------ Trecho do texto
Apesar de dedicado a uma pesquisa e a um registro tão amplos do léxico do português brasileiro – e, portanto, da diversidade linguística nacional, com seus usos informais e regionalismos – e de ter mandado indiretas em vários verbetes para autores mais conservadores e rigorosos (“puristas maníacos”, “mania de certos puristas” etc.), Aurélio Buarque de Holanda Ferreira (1910-1989) era, pessoalmente, bastante patrulhador e implicante com a fala alheia, cagando regras mesmo em conversações. No prefácio que escreveu para o livro Por trás das palavras, de Cezar Motta, publicado pela Máquina de Livros, Beto Sales revela:
⠀⠀⠀⠀⠀⠀⠀⠀⠀
“Implacável vigilante do bom uso da língua, Aurélio se tomava de uma sinceridade cortante ao ser levado a corrigir alguém que, por descuido ou ignorância, cometesse um erro de português. Em qualquer circunstância, gostasse ou não a pessoa, a correção do Mestre vinha formal e pedagógica. Isso lhe custou alguns desconfortos [...].”
------------
------ Dados em estudo
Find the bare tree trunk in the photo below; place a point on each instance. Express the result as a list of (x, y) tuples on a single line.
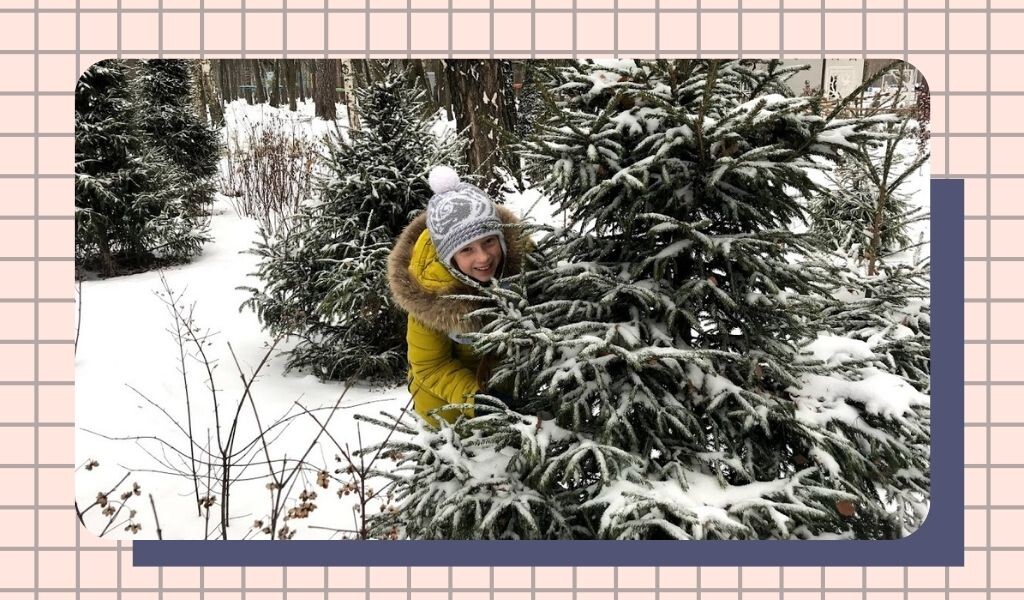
[(324, 94), (443, 93), (259, 91), (478, 99), (275, 84), (290, 84), (206, 94), (235, 78), (350, 103)]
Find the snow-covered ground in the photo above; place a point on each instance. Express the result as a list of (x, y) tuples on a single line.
[(125, 343), (126, 351)]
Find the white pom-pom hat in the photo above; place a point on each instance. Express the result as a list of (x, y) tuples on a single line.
[(458, 214)]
------------
> [Requisitos do exercício]: Como fica em inglês esta frase do trecho sobre Aurélio Buarque de Holanda: "Em qualquer circunstância, gostasse ou não a pessoa, a correção do Mestre vinha formal e pedagógica."?

> [Resultado]: Under any circumstances, whether the person liked it or not, the Master's correction came formal and pedagogical.